Each line of the data must be copied exactly.
____
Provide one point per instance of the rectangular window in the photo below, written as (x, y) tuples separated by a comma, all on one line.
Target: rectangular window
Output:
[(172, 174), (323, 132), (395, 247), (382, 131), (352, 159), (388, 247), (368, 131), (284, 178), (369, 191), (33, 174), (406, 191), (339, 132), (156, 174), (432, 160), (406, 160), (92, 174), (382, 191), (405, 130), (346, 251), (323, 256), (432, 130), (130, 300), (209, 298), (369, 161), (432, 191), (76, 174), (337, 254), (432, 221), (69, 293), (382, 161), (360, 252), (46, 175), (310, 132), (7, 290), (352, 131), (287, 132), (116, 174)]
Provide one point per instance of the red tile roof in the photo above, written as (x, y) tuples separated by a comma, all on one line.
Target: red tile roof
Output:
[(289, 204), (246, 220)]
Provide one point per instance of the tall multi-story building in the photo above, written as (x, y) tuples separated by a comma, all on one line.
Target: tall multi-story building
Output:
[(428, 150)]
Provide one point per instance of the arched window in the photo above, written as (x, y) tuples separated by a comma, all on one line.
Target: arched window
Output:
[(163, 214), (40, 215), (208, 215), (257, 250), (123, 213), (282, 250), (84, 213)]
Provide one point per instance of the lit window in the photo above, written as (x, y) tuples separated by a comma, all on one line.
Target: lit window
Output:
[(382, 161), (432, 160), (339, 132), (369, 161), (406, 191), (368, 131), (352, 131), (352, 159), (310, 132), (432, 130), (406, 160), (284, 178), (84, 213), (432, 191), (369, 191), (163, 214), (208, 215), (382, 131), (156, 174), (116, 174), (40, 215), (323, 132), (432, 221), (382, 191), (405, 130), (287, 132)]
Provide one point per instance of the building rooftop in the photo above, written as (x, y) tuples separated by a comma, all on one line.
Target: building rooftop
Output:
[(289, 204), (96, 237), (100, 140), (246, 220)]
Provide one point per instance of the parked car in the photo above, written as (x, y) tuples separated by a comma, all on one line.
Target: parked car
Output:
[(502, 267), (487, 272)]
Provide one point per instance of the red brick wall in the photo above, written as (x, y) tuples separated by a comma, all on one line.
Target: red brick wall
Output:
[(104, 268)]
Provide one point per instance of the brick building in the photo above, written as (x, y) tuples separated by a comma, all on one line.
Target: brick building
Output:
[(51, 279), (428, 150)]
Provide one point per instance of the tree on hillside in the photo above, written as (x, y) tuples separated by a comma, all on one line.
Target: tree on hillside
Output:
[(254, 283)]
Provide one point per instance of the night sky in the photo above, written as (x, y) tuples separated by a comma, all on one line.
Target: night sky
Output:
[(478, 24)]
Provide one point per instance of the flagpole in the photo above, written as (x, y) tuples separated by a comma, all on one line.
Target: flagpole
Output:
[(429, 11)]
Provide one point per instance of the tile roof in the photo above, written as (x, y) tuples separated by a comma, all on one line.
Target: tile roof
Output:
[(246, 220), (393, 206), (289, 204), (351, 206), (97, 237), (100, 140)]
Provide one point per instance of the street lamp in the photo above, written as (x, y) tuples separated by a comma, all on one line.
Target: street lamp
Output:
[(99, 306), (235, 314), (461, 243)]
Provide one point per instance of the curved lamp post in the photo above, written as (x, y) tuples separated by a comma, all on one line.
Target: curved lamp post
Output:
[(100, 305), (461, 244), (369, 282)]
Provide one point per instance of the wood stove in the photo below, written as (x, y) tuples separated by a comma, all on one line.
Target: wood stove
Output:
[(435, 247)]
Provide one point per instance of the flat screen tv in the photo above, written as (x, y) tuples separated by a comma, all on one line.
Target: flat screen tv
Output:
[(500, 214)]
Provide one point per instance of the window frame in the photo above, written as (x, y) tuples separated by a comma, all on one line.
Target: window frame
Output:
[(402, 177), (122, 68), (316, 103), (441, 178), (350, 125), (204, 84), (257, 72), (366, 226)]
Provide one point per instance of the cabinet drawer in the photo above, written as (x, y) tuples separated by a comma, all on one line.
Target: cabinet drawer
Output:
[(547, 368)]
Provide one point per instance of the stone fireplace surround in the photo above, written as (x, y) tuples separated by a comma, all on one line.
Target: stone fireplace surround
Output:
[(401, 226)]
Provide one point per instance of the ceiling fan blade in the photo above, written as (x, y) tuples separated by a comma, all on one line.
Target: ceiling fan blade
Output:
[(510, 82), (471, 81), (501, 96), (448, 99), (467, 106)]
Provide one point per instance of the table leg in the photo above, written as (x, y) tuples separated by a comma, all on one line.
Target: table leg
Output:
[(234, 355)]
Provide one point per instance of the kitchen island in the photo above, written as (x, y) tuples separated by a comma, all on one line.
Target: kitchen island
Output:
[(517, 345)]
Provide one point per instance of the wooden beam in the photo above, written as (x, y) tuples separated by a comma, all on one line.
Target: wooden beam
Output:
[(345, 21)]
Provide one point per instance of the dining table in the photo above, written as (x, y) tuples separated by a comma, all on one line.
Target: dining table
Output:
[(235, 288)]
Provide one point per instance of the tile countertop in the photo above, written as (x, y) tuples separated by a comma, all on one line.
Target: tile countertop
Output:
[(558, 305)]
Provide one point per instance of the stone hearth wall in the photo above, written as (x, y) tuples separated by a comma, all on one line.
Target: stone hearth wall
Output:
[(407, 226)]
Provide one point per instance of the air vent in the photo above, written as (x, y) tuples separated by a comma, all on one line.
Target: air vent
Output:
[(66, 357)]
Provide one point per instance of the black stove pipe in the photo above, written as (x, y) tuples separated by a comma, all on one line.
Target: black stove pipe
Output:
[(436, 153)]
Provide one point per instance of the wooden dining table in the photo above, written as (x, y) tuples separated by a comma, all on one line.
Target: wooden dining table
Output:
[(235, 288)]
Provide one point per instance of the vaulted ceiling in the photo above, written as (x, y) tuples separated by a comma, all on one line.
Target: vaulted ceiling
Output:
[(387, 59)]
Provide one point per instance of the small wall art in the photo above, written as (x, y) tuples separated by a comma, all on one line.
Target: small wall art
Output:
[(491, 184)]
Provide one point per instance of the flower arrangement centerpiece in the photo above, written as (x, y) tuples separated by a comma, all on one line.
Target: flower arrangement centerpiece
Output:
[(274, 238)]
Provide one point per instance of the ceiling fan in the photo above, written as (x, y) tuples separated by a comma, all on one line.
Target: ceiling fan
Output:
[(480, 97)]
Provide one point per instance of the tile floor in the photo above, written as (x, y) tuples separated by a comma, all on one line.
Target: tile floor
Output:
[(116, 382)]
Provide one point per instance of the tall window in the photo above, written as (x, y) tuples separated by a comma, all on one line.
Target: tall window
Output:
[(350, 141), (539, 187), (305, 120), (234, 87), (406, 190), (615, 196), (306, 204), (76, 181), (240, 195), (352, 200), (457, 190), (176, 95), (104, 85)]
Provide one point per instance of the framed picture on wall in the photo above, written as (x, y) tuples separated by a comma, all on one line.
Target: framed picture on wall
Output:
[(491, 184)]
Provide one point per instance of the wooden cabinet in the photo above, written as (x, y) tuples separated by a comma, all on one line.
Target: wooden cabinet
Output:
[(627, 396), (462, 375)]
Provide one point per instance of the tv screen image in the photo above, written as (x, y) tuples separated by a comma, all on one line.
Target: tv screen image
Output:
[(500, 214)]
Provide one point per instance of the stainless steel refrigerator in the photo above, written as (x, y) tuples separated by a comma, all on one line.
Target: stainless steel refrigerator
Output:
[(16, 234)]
____
# ANSWER BOX
Provide one point per instance of the rectangular window in the photo below, written as (x, y) tuples separated by a comma, all on one line.
Target: rectangular window
Output:
[(172, 174), (323, 132), (395, 247), (382, 131), (352, 159), (388, 247), (368, 131), (284, 178), (369, 191), (33, 174), (406, 191), (339, 132), (156, 174), (432, 160), (406, 160), (92, 174), (382, 191), (405, 130), (346, 251), (323, 256), (432, 130), (130, 300), (209, 298), (369, 161), (432, 191), (76, 174), (337, 254), (432, 221), (69, 293), (382, 161), (360, 252), (46, 175), (310, 132), (7, 290), (352, 131), (287, 132), (116, 174)]
Provide one point per instance of the red tile roof in the photo above, written as (x, y) tuples separated by a comma, all on one line.
Target: red tile roof
Output:
[(289, 204), (246, 220)]
Provide one point per instance of the tall multi-story building in the photo above, written as (x, y) tuples separated by a comma, all on one line.
Target: tall multi-story building
Output:
[(428, 150)]
Provide one point per instance of the arched window in the photo above, written as (x, y) tuples separated by a comma, all on one line.
Target: arched window
Output:
[(163, 214), (40, 215), (208, 215), (257, 250), (123, 213), (282, 250), (84, 213)]
Provide one point per instance of the lit window in the photo above, written as (x, y) tuples separated by a comma, all on one line.
Target: lit window
Output:
[(382, 161), (432, 160), (339, 132), (369, 161), (406, 191), (368, 131), (352, 131), (352, 159), (310, 132), (432, 130), (406, 160), (284, 178), (84, 213), (432, 191), (369, 191), (163, 214), (208, 215), (382, 131), (156, 174), (116, 174), (40, 215), (323, 132), (432, 221), (382, 191), (405, 130), (287, 132)]
Provide one point per instance of the building rooftop in the photo above, written as (x, y) tuples separated by a comma, all on one line.
Target: building rooftop
Output:
[(289, 204), (96, 237), (100, 140), (246, 220)]
Provide one point per instance of the parked car in the photo above, written as (x, y) tuples separated by a comma, all on one line.
Target: parked car
Output:
[(502, 267), (487, 272)]
Provide one point per instance of the red brick wall in the photo above, written as (x, y) tuples separated by a comma, all on one line.
Target: red brick wall
Output:
[(104, 268)]
Provide one point per instance of the brick building in the photo above, written as (x, y) tuples separated by a comma, all on one line.
Target: brick building
Output:
[(51, 279), (428, 150)]
Provide one point per instance of the tree on hillside in the photo above, written as (x, y) tuples separated by a comma, all on one line.
Target: tree on hillside
Output:
[(254, 283)]
Provide one point per instance of the night sky in the photo above, written as (x, y) tuples separated by a comma, all on one line.
Target: night sky
Output:
[(478, 24)]
Provide one point per instance of the flagpole in the photo above, written as (x, y) tuples separated by a comma, all on one line.
Target: flagpole
Output:
[(429, 11)]
Provide one point per instance of the tile roof in the photo above, written as (x, y) tuples separated by a comma, all on one line.
Target: tile roof
Output:
[(246, 220), (393, 206), (289, 204), (351, 206), (97, 237), (100, 140)]
Provide one point per instance of the street lamp in the photo above, written as (x, y) tuples separated by a comma, all on one line.
Target: street lamp
Output:
[(99, 306), (235, 314), (461, 243)]
Provide one point per instance of the curved lamp post in the photo above, written as (x, y) tuples separated by a comma, all on one line.
Target: curved lamp post
Output:
[(100, 305), (461, 244), (369, 282)]
Provide one point per instance of the wood stove in the photo below, written as (x, y) tuples separated by a comma, all on one line.
Target: wood stove
Output:
[(435, 247)]
Provide one point per instance of the flat screen tv in the photo above, written as (x, y) tuples separated by a comma, all on one line.
Target: flat screen tv
Output:
[(500, 214)]
Provide one point per instance of the window frame in the photo above, written as (x, y) tuples separated by a comma, all on one line.
Target: window frame
Output:
[(402, 177), (122, 68), (316, 103), (441, 178), (350, 125), (204, 84), (257, 72), (366, 226)]
Provide one point per instance of the cabinet drawer in the photo above, written as (x, y) tuples separated by a comma, all on one line.
Target: cabinet drawer
Output:
[(547, 368)]
Provide one point per instance of the stone fireplace surround in the photo above, written as (x, y) tuples separated by a comma, all on one line.
Target: stone fireplace surround
Output:
[(401, 226)]
Provide one point per instance of the ceiling fan blade in the photo above, written as (x, y) tuples separated by a comma, all on one line.
Target: ceiling fan blade
Output:
[(510, 82), (471, 81), (501, 96), (448, 99), (467, 106)]
Provide one point per instance of the table leg in the photo above, written as (x, y) tuples separated by a comma, all on one line.
Target: table leg
Output:
[(234, 355)]
Provide one point per instance of the kitchen island in the photo above, written as (x, y) tuples separated by a comma, all on one line.
Target: kitchen island
Output:
[(517, 345)]
Provide one point per instance of the wooden beam in the photo above, written as (x, y) tuples separated by a comma, all on one line.
Target: wooden beam
Output:
[(345, 21)]
Provide one point per instance of the dining table in the photo above, written as (x, y) tuples separated by a comma, all on one line.
Target: dining table
Output:
[(235, 288)]
Provide one point per instance of the tile countertop in the photo above, written as (x, y) tuples separated by a comma, all on one line.
Target: tile countertop
Output:
[(558, 305)]
Provide one point per instance of the stone hearth wall in the photo above, written as (x, y) tuples separated by a comma, all on one line.
Target: stone hearth wall
Output:
[(407, 226)]
Provide one point per instance of the air vent in the photo above, written as (x, y) tuples separated by a comma, all on one line.
Target: air vent
Output:
[(66, 357)]
Provide one point per instance of the black stove pipe in the photo above, written as (x, y) tuples separated by a comma, all on one line.
Target: black stove pipe
Output:
[(436, 153)]
Provide one point per instance of the wooden dining table in the photo above, written as (x, y) tuples separated by a comma, all on one line.
Target: wooden dining table
Output:
[(235, 288)]
Provide one point per instance of the vaulted ceiling in the photo above, written as (x, y) tuples separated by a comma, all on one line.
Target: vaulted ceiling
Output:
[(387, 59)]
Provide one point per instance of the small wall art in the photo above, written as (x, y) tuples separated by a comma, all on one line.
Target: small wall art
Output:
[(491, 184)]
Provide one point per instance of the flower arrangement centerpiece in the photo above, written as (x, y) tuples separated by a comma, all on one line.
Target: flower arrangement centerpiece
Output:
[(274, 238)]
Provide one point per instance of the ceiling fan in the photo above, written as (x, y) tuples separated by a comma, all on one line.
Target: ceiling fan
Output:
[(480, 97)]
Provide one point per instance of the tile floor in the photo above, written as (x, y) tuples separated by a comma, all on one line.
Target: tile floor
Output:
[(116, 382)]
Provide one point per instance of the tall window in the photo above, written as (x, y) tuples separated by a comma, all on one line.
Target: tall window
Output:
[(350, 141), (539, 187), (305, 120), (234, 87), (406, 190), (615, 196), (306, 204), (76, 181), (240, 195), (352, 200), (457, 190), (176, 95), (104, 85)]
Provide one point per instance of the framed picture on wall in the photo above, written as (x, y) tuples separated by a comma, all on one line.
Target: framed picture on wall
Output:
[(491, 184)]
Provide one point per instance of the wooden cabinet in the photo above, written as (x, y) tuples separated by a comma, all on one line.
Target: wooden cabinet
Output:
[(627, 396), (462, 375)]
Provide one point per instance of the tv screen image in the photo above, written as (x, y) tuples separated by a comma, all on one line.
Target: tv screen image
Output:
[(500, 214)]
Provide one point per instance of the stainless steel refrigerator in the photo above, written as (x, y) tuples separated by a comma, all on one line.
Target: stainless steel refrigerator
Output:
[(16, 234)]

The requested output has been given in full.